**Prompt 1:** Reproduce the HIV statistics text word for word, from "2) Heterosexuals and" to "28% of people living with HIV.", inclusive.
**Prompt 2:** Pick up the HIV statistics text after its final sentence and keep writing it.

**Supplied text:**
+++++

According to the Centers for Disease Control (CDC), more than one million people in the United States are currently infected with the HIV virus that leads to AIDS. Twenty-one percent of those people are unaware of their infection.
The annual number of new HIV infections has remained relatively stable for some time, with an estimated 56,300 Americans contracting HIV each year.
Approximately 18,000 people with AIDS die each year in the United States. Through 2007, the AIDS death toll nationwide exceeded 576,000 people since the epidemic had begun. Gay, bisexual, and other men who have sex with men represent the majority of persons who have died.
Following is an overview of the HIV infection rates of various risk groups:
1) Gay, Bisexual, and other Men who have Sex with Men (MSM):
MSM account for more than half (53%) of all new HIV infections in the U.S. each year, as well as nearly half (48%) of people living with HIV. While the CDC estimates that MSM comprise just 4% of the U.S. male population aged 13 and older, the rate of new HIV diagnoses among MSM nationwide is more than 44 times that of other men, and more than 40 times that of women.
Each year, white MSM account for the largest number of new HIV infections of any group in the United States, followed closely by black MSM.
MSM is the only risk group in the U.S. in which new HIV infections have been increasing since the early 1990s.
2) Heterosexuals and Injection Drug Users:
Each year, individuals infected through heterosexual contact account for 31% of new HIV infections and 28% of people living with HIV.
Injection drug users represent 12% of new HIV infections and 19% of those living with HIV.

+++++

**Records shown:**
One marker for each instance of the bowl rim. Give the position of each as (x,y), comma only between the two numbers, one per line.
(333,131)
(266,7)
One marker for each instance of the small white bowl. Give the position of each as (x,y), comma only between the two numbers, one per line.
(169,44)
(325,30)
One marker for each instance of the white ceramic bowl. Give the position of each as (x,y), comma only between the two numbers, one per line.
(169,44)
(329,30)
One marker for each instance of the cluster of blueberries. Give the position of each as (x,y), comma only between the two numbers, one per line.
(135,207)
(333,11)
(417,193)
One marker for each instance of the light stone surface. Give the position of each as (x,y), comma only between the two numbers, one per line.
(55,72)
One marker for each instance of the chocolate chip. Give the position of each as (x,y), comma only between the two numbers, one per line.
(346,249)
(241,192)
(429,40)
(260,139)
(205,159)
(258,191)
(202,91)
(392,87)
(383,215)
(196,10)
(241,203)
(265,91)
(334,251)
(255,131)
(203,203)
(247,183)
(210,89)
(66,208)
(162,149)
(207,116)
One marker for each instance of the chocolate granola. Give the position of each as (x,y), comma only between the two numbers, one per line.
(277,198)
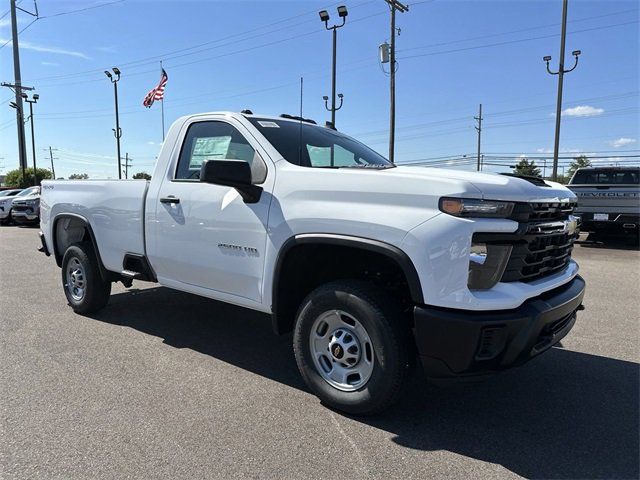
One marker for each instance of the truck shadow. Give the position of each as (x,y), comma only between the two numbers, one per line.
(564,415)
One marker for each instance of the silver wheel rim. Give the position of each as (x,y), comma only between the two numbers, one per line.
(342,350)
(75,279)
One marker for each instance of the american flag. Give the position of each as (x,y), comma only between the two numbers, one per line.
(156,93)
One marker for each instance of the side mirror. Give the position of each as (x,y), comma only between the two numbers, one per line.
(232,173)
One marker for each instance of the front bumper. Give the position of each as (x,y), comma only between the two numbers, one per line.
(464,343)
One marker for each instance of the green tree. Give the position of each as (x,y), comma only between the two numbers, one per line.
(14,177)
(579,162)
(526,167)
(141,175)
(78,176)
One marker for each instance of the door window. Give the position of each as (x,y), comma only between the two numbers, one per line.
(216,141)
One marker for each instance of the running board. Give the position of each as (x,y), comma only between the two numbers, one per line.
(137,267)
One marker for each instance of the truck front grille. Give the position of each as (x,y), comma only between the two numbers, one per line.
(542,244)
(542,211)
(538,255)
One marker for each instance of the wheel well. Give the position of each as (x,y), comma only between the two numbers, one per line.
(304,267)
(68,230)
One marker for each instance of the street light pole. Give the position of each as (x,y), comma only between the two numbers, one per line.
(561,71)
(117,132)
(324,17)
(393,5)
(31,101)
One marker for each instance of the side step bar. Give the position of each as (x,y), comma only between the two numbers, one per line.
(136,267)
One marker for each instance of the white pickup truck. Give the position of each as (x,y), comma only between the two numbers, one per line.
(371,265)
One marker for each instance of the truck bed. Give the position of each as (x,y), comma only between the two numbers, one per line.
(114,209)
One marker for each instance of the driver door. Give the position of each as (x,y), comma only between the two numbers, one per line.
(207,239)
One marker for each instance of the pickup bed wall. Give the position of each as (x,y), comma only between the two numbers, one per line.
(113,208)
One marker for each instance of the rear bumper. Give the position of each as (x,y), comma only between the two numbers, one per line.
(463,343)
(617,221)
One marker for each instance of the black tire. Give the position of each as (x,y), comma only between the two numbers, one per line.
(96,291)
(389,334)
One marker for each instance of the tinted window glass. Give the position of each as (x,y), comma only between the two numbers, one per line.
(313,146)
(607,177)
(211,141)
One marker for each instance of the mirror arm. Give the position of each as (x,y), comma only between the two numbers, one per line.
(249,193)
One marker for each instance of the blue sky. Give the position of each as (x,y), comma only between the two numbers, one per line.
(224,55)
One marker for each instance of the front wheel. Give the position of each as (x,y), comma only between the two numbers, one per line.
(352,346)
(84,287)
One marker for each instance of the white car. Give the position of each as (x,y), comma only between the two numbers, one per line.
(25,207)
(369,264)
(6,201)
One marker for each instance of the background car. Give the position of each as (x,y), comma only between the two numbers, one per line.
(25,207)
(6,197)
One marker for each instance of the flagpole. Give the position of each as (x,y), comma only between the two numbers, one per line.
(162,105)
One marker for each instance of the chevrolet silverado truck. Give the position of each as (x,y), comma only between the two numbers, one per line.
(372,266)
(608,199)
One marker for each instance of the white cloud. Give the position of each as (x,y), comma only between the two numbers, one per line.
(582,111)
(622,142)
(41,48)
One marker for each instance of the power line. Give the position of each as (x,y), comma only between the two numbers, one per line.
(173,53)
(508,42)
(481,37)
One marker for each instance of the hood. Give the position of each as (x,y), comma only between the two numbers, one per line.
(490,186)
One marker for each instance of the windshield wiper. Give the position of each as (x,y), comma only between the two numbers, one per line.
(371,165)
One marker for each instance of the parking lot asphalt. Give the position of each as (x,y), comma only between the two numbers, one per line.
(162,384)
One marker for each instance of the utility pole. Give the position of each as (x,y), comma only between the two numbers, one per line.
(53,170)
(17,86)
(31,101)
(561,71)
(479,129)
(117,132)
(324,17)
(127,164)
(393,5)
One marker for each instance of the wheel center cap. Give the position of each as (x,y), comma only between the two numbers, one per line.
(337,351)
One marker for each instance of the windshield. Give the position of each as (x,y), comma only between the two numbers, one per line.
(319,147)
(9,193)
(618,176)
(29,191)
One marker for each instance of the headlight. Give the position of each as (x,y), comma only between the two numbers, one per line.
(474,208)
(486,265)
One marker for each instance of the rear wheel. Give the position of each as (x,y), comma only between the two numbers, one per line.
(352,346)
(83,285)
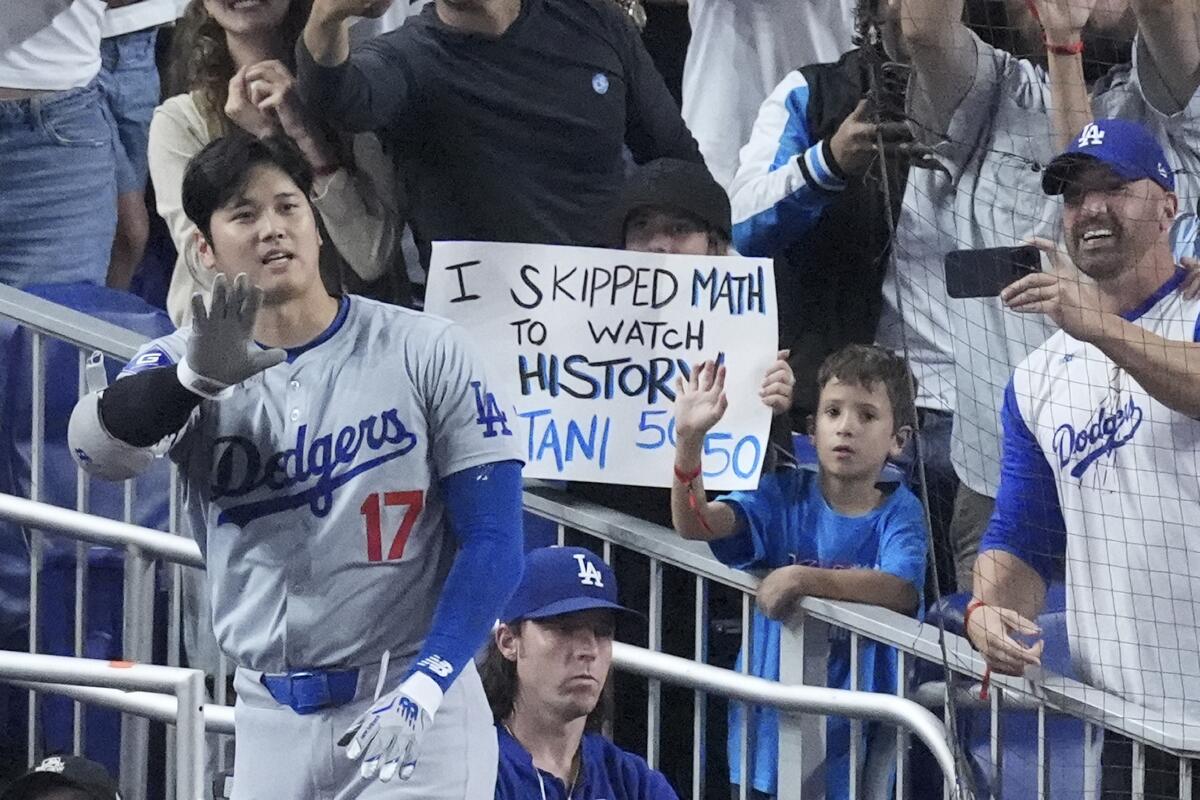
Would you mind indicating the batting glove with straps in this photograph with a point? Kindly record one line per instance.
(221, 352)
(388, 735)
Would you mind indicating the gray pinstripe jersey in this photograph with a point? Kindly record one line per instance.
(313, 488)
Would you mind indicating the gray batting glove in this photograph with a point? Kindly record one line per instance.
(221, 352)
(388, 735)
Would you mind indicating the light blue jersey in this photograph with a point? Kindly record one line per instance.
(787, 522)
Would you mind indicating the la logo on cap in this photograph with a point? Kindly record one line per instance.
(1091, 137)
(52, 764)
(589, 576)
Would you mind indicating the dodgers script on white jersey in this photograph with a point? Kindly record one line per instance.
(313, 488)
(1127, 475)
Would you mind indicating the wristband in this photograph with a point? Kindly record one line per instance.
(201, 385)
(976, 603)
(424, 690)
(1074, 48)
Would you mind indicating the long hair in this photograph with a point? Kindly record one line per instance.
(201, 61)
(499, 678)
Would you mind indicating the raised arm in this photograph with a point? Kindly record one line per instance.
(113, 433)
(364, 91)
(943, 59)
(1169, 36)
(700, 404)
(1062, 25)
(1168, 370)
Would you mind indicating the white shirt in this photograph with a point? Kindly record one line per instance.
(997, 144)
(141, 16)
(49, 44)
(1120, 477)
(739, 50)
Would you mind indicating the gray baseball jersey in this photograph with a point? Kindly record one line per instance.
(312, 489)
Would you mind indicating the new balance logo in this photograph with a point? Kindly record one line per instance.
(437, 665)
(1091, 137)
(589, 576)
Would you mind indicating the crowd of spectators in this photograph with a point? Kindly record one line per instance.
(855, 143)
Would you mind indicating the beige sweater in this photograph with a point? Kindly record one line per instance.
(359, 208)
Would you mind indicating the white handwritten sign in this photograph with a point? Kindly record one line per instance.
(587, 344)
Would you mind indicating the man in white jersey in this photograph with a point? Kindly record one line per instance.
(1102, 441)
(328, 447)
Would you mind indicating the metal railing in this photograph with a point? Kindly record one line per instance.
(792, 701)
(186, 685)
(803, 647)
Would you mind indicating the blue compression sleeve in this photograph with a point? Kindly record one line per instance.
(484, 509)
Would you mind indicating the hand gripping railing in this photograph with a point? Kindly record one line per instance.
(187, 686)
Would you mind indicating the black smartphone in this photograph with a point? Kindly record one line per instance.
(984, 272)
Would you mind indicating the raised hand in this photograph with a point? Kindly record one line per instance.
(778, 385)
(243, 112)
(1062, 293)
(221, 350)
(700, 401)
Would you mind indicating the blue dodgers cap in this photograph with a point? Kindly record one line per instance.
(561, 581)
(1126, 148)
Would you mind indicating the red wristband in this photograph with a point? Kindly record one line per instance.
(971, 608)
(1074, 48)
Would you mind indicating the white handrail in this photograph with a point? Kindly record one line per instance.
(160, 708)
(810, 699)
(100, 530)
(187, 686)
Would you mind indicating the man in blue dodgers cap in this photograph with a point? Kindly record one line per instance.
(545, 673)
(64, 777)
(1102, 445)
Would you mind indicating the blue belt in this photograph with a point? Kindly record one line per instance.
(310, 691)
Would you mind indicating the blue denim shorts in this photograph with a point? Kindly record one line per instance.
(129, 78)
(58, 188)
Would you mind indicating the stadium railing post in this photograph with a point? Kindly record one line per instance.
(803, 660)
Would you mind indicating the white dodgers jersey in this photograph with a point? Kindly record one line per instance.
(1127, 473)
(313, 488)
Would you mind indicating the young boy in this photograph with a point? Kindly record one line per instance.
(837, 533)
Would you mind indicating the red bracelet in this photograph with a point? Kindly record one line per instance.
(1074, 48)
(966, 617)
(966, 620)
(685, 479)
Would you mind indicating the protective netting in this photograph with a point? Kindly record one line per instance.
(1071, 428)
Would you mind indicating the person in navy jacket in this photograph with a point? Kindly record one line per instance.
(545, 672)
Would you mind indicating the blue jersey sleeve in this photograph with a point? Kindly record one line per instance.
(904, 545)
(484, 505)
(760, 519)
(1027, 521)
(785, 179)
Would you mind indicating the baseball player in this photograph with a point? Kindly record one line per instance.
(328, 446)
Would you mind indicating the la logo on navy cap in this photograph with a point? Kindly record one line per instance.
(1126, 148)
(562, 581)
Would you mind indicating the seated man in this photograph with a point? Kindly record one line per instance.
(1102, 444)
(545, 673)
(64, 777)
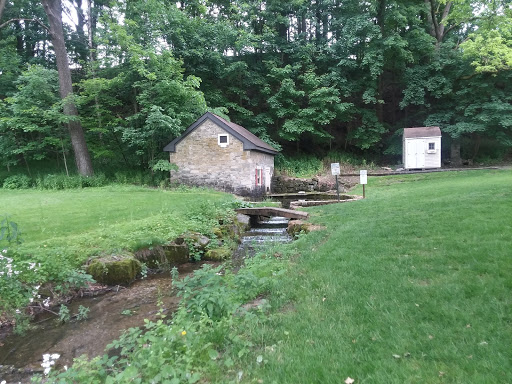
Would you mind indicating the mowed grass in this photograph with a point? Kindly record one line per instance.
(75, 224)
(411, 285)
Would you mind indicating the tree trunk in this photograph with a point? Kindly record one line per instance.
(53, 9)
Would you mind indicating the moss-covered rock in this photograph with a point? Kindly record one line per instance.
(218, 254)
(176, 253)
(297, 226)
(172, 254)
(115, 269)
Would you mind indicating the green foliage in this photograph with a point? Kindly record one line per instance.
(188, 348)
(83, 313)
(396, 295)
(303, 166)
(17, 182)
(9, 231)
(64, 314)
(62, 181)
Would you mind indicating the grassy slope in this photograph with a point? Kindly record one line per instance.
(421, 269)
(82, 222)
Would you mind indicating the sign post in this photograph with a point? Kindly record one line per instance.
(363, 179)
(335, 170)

+++++

**Written reply 1:**
2) Heterosexuals and Injection Drug Users:
Each year, individuals infected through heterosexual contact account for 31% of new HIV infections and 28% of people living with HIV.

**Written reply 2:**
3) African Americans:
While blacks represent approximately 12% of the U.S. population, they account for almost half (46%) of people living with HIV in the United States, as well as nearly half (45%) of new infections each year. HIV infections among blacks overall have been roughly stable since the early 1990s.
At some point in their lives, approximately one in 16 black men will be diagnosed with HIV, as will one in 30 black women.
The rate of new HIV infections for black men is about six times as high as that of white men, nearly three times that of Hispanic/Latino men, and more than twice that of black women.
The HIV incidence rate for black women is nearly 15 times as high as that of white women, and nearly four times that of Hispanic/Latino women.
Hispanics/Latinos represent 15% of the U.S. population and account for an estimated 17% of people living with HIV and 17% of new infections each year. HIV infections among Hispanics/Latinos overall have been roughly stable since the early 1990s.
The rate of new HIV infections among Hispanic/Latino men is more than double that of white men, and the rate among Hispanic/Latino women is nearly four times that of white women.